* Texto proporcionado *
————————
HÉCTOR ZAMARRÓN. MILENIO DIARIO.
El cambio inicia en el desayuno, en la comida o en la cena, pero comienza en la mesa, esa es una verdad incontrovertible.
Somos lo que comemos y por eso somos el país número uno en obesidad infantil, el país donde tres de cada cuatro adultos padecen obesidad o sobrepeso, el país con 8.6 millones de mexicanos con diabetes y 15.2 millones con hipertensión, donde 40 mil personas mueren al año por consumir refrescos y jugos, según la Encuesta Nacional de Salud y Nutrición 2018 y el Informe de la Unicef sobre el Estado mundial de la infancia 2019.
No llegamos a esta situación por accidente sino como resultado de cambios económicos y sociales profundos que afectaron la manera en que nos alimentamos. Las bebidas azucaradas y los alimentos envasados y ultraprocesados sustituyeron a la comida casera y los alimentos frescos.
Es el resultado de prácticas comerciales agresivas, transformaciones en la agroindustria y una serie de decisiones en política pública omisas ante el avance de la crisis sobre la que existen alertas por lo menos desde fines del siglo pasado.
————————
Datos de expresiones referenciales:
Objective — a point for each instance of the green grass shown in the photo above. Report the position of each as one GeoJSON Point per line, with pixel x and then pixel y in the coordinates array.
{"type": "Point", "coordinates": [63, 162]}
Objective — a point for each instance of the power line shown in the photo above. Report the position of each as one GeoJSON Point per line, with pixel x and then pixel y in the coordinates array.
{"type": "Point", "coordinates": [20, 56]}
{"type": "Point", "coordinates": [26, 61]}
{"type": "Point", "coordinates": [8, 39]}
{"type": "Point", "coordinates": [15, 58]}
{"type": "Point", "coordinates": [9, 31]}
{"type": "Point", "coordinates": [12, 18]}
————————
* Ejercicio A *
Resume en dos oraciones el texto sobre la alimentación y la salud en México.
* Ejercicio B *
Prosigue el texto sobre la alimentación en México a partir de su última oración.
Los registros no hacen falta para resolver nada de lo que se pide.

* Respuesta A *
México ocupa el primer lugar mundial en obesidad infantil, tres de cada cuatro adultos padecen obesidad o sobrepeso, millones de personas tienen diabetes o hipertensión y 40 mil mueren al año por consumir refrescos y jugos, según la Encuesta Nacional de Salud y Nutrición 2018 y el informe de Unicef de 2019. Esta situación no es accidental, sino el resultado de cambios económicos y sociales que sustituyeron la comida casera y fresca por bebidas azucaradas y alimentos ultraprocesados, de prácticas comerciales agresivas, de transformaciones en la agroindustria y de políticas públicas omisas ante una crisis advertida desde fines del siglo pasado.

* Respuesta B *
Los funcionarios se dejaron convencer con las promesas de la autorregulación y la apuesta por campañas de educación y salud.
El resultado está a la vista: cada año hay medio millón de muertes asociadas a enfermedades crónicas no transmisibles, una cifra que ha ido creciendo a la par que la mala alimentación y la desnutrición.
No hay nada más falso que ese dicho de que en gustos se rompen géneros. El gusto es una categoría social construida por relaciones sociales complejas pero que pueden analizarse a partir de la forma en que se producen, distribuyen y consumen.
Lo que comemos es producto de un sistema económico, social y cultural que escapa a nuestro control.
Alfonso Reyes definía así a la buena comida: “Nutrirse es un acto biológico, comer es un acto civilizatorio”. Pues de eso se trata de recuperar el gusto secuestrado por los productos ultraprocesados, por el exceso de sodio y azúcares añadidos a la comida que ha conformado nuestra forma de alimentarnos.
Por eso el etiquetado claro, la regulación paulatina del glifosato y los cambios en materia de publicidad que impedirán volver a los niños consumidores cautivos, porque sus paladares están deteriorados.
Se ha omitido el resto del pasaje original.